### SOURCE PASSAGE
□ □ □ □ □

Maxima and Minima Formula

In this topic we will learn important maxima and minima formula for JEE Mains and Advanced and also important for Class 12 board student. So lets explore important formula of maxima and minima. 

MAXIMA-MINIMA

1. INTRODUCTION : MAXIMA AND MINIMA:

(a) Local Maxima /Relative maxima :

A function f ( x ) is said to have a local maxima at x = a if f ( a ) ≥ f ( x ) ∀ x ∈ ( a − h , a + h ) ∩ D_f(x) Where h is some positive real number.

(b) Local Minima/Relative minima:

A function f ( x ) is said to have a local minima at x = a if f ( a ) ≤ f ( x ) ∀ x ∈ ( a − h , a + h ) ∩ D_f(x) Where h is some positive real number.

(c) Absolute maxima (Global maxima):

A function f has an absolute maxima (or global maxima) at c if f ( c ) ≥ f ( x ) for all x in D , where D is the domain of f . The number f ( c ) is called the maximum value of f on D .

(d) Absolute minima (Global minima):

A function f has an absolute minima at c if f ( c ) ≤ f ( x ) for all x in D and the number f ( c ) is called the minimum value of f on D .

□ □ □ □ □

### RECORDED DATA
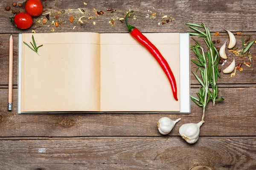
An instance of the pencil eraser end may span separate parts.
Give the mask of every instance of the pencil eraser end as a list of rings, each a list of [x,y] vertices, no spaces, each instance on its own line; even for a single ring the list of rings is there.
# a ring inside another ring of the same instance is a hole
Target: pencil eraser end
[[[12,111],[12,103],[8,103],[8,110]]]

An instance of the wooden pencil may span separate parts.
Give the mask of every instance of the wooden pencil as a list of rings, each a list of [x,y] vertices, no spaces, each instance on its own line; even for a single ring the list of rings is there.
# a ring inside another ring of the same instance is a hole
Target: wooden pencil
[[[9,40],[9,84],[8,86],[8,110],[12,109],[12,68],[13,66],[13,39],[11,34]]]

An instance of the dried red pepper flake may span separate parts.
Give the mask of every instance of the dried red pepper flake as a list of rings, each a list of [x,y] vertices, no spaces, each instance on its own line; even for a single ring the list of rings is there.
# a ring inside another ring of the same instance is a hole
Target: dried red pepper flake
[[[250,62],[244,62],[244,64],[245,65],[246,65],[247,67],[250,67],[251,65],[250,64]]]
[[[54,16],[54,19],[55,19],[56,20],[58,20],[58,19],[59,19],[59,18],[60,17],[58,15],[56,15]]]
[[[116,11],[116,10],[112,9],[112,8],[108,8],[108,9],[107,9],[107,11],[111,11],[111,13],[113,13],[113,12]]]
[[[69,20],[70,22],[70,23],[73,23],[73,20],[74,20],[74,19],[75,19],[75,17],[73,17],[73,16],[70,15]]]
[[[46,18],[47,18],[47,19],[48,20],[49,20],[50,19],[50,15],[49,14],[48,14],[47,15],[46,15],[45,16],[45,17],[46,17]]]
[[[242,63],[241,62],[239,62],[237,64],[237,65],[236,65],[236,68],[239,70],[239,71],[243,71],[243,68],[241,67],[241,66]]]
[[[42,23],[43,24],[46,24],[47,23],[47,20],[45,18],[42,21]]]
[[[250,36],[249,36],[246,39],[246,40],[245,40],[245,41],[244,41],[244,44],[246,44],[249,41],[250,41]]]
[[[103,12],[102,11],[97,11],[97,14],[98,14],[98,15],[102,15],[102,14],[104,14],[104,12]]]
[[[60,25],[61,25],[61,26],[62,26],[63,25],[63,23],[62,23],[61,21],[59,23],[59,24],[60,24]]]

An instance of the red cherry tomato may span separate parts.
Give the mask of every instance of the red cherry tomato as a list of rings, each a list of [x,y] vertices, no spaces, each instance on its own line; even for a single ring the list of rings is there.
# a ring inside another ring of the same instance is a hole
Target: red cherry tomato
[[[43,12],[43,4],[40,0],[29,0],[25,5],[25,10],[32,17],[37,17]]]
[[[31,16],[27,13],[20,13],[17,14],[13,20],[16,26],[20,29],[27,29],[33,24]]]

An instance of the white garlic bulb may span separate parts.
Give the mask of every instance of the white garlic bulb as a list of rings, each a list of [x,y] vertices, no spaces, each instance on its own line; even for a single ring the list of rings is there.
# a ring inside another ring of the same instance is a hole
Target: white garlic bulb
[[[236,37],[232,32],[226,30],[228,34],[228,35],[230,37],[230,43],[227,46],[227,48],[229,49],[231,49],[236,45]]]
[[[157,128],[159,132],[163,135],[167,135],[169,133],[175,124],[181,119],[179,118],[175,121],[167,117],[160,118],[157,122]]]
[[[219,54],[220,56],[223,59],[227,59],[227,55],[226,55],[226,42],[227,41],[225,42],[224,44],[221,46],[221,49],[220,49]]]
[[[199,137],[200,127],[204,123],[203,120],[198,123],[186,123],[180,128],[180,135],[189,144],[195,143]]]
[[[236,61],[235,61],[235,57],[233,57],[233,61],[227,68],[223,70],[223,73],[228,74],[230,73],[236,68]]]

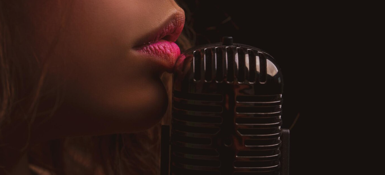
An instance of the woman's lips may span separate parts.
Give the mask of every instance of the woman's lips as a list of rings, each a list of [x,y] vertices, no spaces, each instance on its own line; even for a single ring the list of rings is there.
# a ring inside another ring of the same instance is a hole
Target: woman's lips
[[[175,43],[160,39],[136,48],[137,51],[156,62],[161,69],[172,73],[176,59],[181,54],[179,47]]]
[[[154,69],[172,73],[177,59],[181,54],[175,42],[184,25],[184,13],[178,12],[162,27],[144,36],[134,49],[139,54],[153,61]]]

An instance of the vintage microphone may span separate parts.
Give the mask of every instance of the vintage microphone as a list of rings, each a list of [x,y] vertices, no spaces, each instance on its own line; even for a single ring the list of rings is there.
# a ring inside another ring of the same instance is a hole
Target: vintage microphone
[[[266,52],[223,39],[177,61],[161,174],[288,175],[281,71]]]

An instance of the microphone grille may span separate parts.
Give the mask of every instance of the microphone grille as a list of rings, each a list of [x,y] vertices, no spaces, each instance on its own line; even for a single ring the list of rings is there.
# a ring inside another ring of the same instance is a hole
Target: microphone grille
[[[177,61],[172,174],[279,174],[281,71],[268,54],[231,41]]]

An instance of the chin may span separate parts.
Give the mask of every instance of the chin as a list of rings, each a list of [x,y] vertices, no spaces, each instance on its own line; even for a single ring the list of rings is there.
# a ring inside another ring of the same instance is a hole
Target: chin
[[[118,133],[131,133],[145,130],[154,126],[166,113],[169,104],[167,91],[159,77],[148,82],[146,87],[130,92],[130,97],[122,98],[107,106],[106,112],[111,113],[116,119],[114,125]],[[120,98],[121,98],[121,96]],[[126,101],[122,103],[122,101]],[[125,104],[127,106],[121,104]]]

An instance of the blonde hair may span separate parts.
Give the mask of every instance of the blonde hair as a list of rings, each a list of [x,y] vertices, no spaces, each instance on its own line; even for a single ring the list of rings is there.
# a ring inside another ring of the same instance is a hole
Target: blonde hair
[[[57,103],[50,111],[37,113],[41,98],[58,93],[42,89],[50,59],[39,61],[33,51],[28,49],[28,44],[24,44],[25,38],[18,33],[22,26],[15,22],[25,20],[24,14],[13,3],[0,1],[0,172],[7,173],[7,168],[27,152],[30,168],[42,174],[44,171],[47,174],[57,175],[159,174],[160,128],[170,125],[171,118],[172,74],[167,72],[161,79],[169,95],[168,109],[162,120],[151,128],[134,133],[63,138],[29,145],[29,130],[35,118],[53,115],[60,104],[60,96],[57,96]],[[185,28],[176,42],[182,51],[192,46],[195,35],[189,25],[188,9],[183,2],[178,1],[178,4],[186,16]],[[37,67],[38,71],[31,71]],[[15,128],[20,135],[15,135]],[[11,146],[10,140],[15,137],[23,143],[20,148]],[[11,152],[18,153],[14,160],[8,158]],[[45,160],[53,161],[50,163]]]

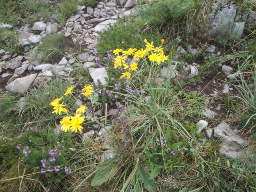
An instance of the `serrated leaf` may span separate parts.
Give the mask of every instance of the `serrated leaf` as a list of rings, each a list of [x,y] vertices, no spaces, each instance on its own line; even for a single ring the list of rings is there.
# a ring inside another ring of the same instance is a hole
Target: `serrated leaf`
[[[153,192],[154,188],[153,186],[154,183],[149,178],[148,173],[145,169],[140,166],[138,170],[139,179],[143,184],[144,187],[150,192]]]
[[[170,137],[171,134],[171,128],[169,126],[167,126],[167,128],[166,128],[166,130],[165,132],[165,140],[166,141],[168,141],[169,139],[170,139]]]
[[[171,150],[177,149],[179,146],[182,145],[182,143],[183,143],[183,142],[182,141],[181,142],[178,142],[178,143],[174,143],[170,147],[170,148],[171,149]]]
[[[154,179],[161,172],[162,169],[158,166],[156,166],[150,173],[150,179]]]
[[[98,166],[98,170],[91,182],[91,186],[98,186],[110,179],[118,168],[116,164],[107,162]]]

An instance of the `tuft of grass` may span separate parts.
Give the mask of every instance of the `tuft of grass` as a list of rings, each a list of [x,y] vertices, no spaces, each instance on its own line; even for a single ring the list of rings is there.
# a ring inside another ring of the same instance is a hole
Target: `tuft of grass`
[[[47,36],[42,40],[37,50],[41,60],[52,61],[58,60],[67,51],[71,44],[63,34],[56,34]]]
[[[98,2],[96,0],[82,0],[81,4],[86,6],[95,7],[98,5]]]

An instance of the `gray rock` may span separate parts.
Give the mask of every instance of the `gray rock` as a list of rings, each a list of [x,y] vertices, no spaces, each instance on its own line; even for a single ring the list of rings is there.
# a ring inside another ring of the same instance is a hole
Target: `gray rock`
[[[18,78],[6,86],[5,88],[12,93],[24,93],[33,84],[37,75],[34,74],[24,77]]]
[[[46,27],[46,25],[45,23],[41,22],[36,22],[34,23],[31,29],[33,31],[44,31],[45,30]]]
[[[79,60],[80,60],[80,61],[84,61],[87,60],[89,56],[90,55],[88,52],[85,52],[84,53],[79,54],[76,57]]]
[[[66,58],[64,57],[63,57],[61,60],[60,62],[59,62],[58,65],[66,65],[68,64],[68,62],[67,60],[66,59]]]
[[[131,8],[137,5],[137,0],[128,0],[124,7],[126,8]]]
[[[48,35],[56,33],[58,31],[58,27],[53,24],[49,24],[46,26],[46,33]]]
[[[115,7],[116,6],[116,3],[110,1],[108,3],[105,4],[105,6],[108,7]]]
[[[22,65],[21,67],[15,69],[14,73],[20,75],[25,72],[28,68],[28,66],[30,65],[30,64],[25,64]]]
[[[93,66],[96,64],[96,63],[95,62],[90,62],[90,61],[87,61],[84,64],[84,67],[85,68],[88,68],[92,66]]]
[[[108,111],[108,114],[112,116],[115,115],[118,113],[118,110],[117,109],[112,109]]]
[[[90,6],[87,7],[86,11],[88,14],[93,14],[93,9],[92,7]]]
[[[228,74],[231,74],[233,70],[233,68],[227,65],[222,65],[221,68],[221,71],[222,72]]]
[[[36,71],[41,71],[43,70],[51,70],[53,68],[54,66],[52,64],[47,63],[46,64],[41,64],[38,66],[36,66],[34,68],[34,69]]]
[[[106,85],[107,84],[107,82],[105,79],[105,78],[108,78],[108,76],[105,67],[96,68],[90,67],[88,68],[88,70],[89,73],[93,80],[94,83],[98,82],[98,81],[99,80],[103,85]]]
[[[109,159],[113,158],[115,156],[115,154],[116,154],[112,151],[109,150],[107,150],[102,154],[100,158],[100,161],[101,162],[104,162]]]
[[[208,122],[204,120],[200,120],[196,124],[197,130],[196,132],[198,133],[200,133],[202,130],[206,127],[208,125]]]

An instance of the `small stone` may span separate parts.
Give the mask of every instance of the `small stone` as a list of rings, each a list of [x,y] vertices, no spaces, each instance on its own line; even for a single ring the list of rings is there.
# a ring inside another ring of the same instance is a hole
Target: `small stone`
[[[33,31],[44,31],[45,30],[46,25],[41,22],[36,22],[31,29]]]
[[[200,133],[202,130],[206,127],[208,125],[208,122],[204,120],[200,120],[196,124],[196,127],[197,128],[196,132],[198,133]]]
[[[37,74],[34,74],[21,78],[18,78],[5,86],[12,93],[24,93],[34,82]]]
[[[68,62],[66,58],[64,57],[59,62],[58,65],[66,65],[68,64]]]
[[[88,70],[89,73],[94,83],[97,83],[99,80],[103,85],[106,85],[107,84],[107,82],[105,79],[108,78],[108,76],[105,67],[96,68],[90,67],[88,68]]]

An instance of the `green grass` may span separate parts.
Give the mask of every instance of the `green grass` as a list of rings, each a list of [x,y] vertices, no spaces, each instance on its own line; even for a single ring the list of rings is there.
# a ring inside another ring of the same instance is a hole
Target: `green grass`
[[[68,50],[71,45],[70,39],[63,34],[53,34],[48,35],[42,41],[37,50],[40,56],[39,59],[46,61],[52,61],[59,59]]]

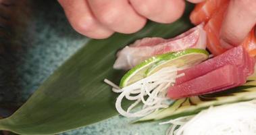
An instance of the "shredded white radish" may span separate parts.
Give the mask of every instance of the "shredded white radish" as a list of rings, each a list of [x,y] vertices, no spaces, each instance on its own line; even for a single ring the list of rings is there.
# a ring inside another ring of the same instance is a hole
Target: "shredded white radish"
[[[210,107],[195,115],[172,119],[168,135],[256,134],[256,101]],[[177,127],[178,127],[177,128]]]
[[[178,75],[177,71],[184,68],[164,68],[122,88],[107,79],[104,82],[113,87],[113,92],[120,92],[116,102],[116,108],[121,115],[128,117],[143,117],[159,109],[168,107],[170,103],[166,97],[168,89],[175,83],[178,77],[184,76],[182,74]],[[124,98],[134,101],[127,110],[122,107],[122,101]],[[143,103],[142,109],[134,111],[134,107],[140,103]]]

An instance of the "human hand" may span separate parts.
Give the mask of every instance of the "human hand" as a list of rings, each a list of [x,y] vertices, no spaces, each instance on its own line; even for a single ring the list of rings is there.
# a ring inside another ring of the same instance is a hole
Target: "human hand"
[[[255,24],[255,0],[231,0],[222,24],[220,43],[239,45]]]
[[[171,23],[185,8],[184,0],[58,0],[72,27],[93,38],[113,32],[130,34],[140,30],[147,20]],[[199,2],[202,0],[190,0]]]

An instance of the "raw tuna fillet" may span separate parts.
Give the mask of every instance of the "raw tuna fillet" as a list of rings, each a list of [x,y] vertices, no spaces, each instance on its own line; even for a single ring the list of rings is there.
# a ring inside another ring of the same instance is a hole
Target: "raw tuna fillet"
[[[188,48],[205,49],[206,34],[200,24],[171,39],[145,38],[118,53],[113,68],[129,70],[152,56]]]
[[[176,99],[215,92],[230,86],[236,86],[240,84],[239,81],[242,81],[241,79],[238,79],[240,76],[239,73],[242,72],[242,71],[234,65],[224,65],[195,79],[170,87],[168,96],[172,99]]]
[[[177,78],[175,85],[179,85],[186,81],[193,80],[209,72],[215,70],[226,65],[235,65],[242,69],[244,78],[253,73],[253,58],[250,57],[248,53],[242,46],[234,47],[224,53],[208,59],[191,68],[179,71],[179,74],[184,73],[184,76]],[[249,68],[250,67],[250,68]]]

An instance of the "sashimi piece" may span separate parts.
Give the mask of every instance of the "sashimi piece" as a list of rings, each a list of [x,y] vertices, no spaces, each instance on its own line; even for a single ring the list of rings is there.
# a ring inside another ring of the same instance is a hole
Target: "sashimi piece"
[[[205,49],[206,34],[203,27],[203,24],[199,25],[171,39],[147,38],[136,41],[118,53],[113,68],[129,70],[143,60],[157,55],[188,48]]]
[[[248,76],[249,73],[245,71],[247,68],[243,67],[247,67],[248,65],[245,59],[246,57],[248,56],[247,53],[243,47],[239,46],[193,68],[179,71],[178,74],[184,73],[185,75],[178,78],[175,85],[179,85],[228,64],[241,67],[245,70],[244,74]]]
[[[197,25],[207,22],[220,5],[228,1],[229,0],[207,0],[197,4],[190,16],[191,22]]]
[[[194,24],[205,22],[204,29],[207,35],[207,49],[214,55],[222,54],[234,46],[220,43],[220,31],[230,0],[206,0],[197,4],[190,14],[190,20]],[[242,43],[251,57],[256,56],[256,38],[254,28]]]
[[[250,56],[255,57],[256,55],[256,37],[255,28],[253,28],[251,30],[241,45],[247,49]]]
[[[238,68],[232,65],[221,67],[208,74],[180,85],[171,86],[168,96],[172,99],[217,92],[230,86],[234,86],[239,77]],[[237,85],[237,84],[236,84]]]

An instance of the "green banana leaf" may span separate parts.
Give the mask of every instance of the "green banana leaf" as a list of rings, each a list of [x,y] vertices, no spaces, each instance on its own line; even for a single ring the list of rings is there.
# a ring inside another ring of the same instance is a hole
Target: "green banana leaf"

□ □ □ □ □

### YOUR TASK
Reproduce the entire maxima and minima passage word for word. The records were taken from a separate source.

### EXPECTED ANSWER
Maxima and Minima Formula

In this topic we will learn important maxima and minima formula for JEE Mains and Advanced and also important for Class 12 board student. So lets explore important formula of maxima and minima. 

MAXIMA-MINIMA

1. INTRODUCTION : MAXIMA AND MINIMA:

(a) Local Maxima /Relative maxima :

A function f ( x ) is said to have a local maxima at x = a if f ( a ) ≥ f ( x ) ∀ x ∈ ( a − h , a + h ) ∩ D_f(x) Where h is some positive real number.

(b) Local Minima/Relative minima:

A function f ( x ) is said to have a local minima at x = a if f ( a ) ≤ f ( x ) ∀ x ∈ ( a − h , a + h ) ∩ D_f(x) Where h is some positive real number.

(c) Absolute maxima (Global maxima):

A function f has an absolute maxima (or global maxima) at c if f ( c ) ≥ f ( x ) for all x in D , where D is the domain of f . The number f ( c ) is called the maximum value of f on D .

(d) Absolute minima (Global minima):

A function f has an absolute minima at c if f ( c ) ≤ f ( x ) for all x in D and the number f ( c ) is called the minimum value of f on D .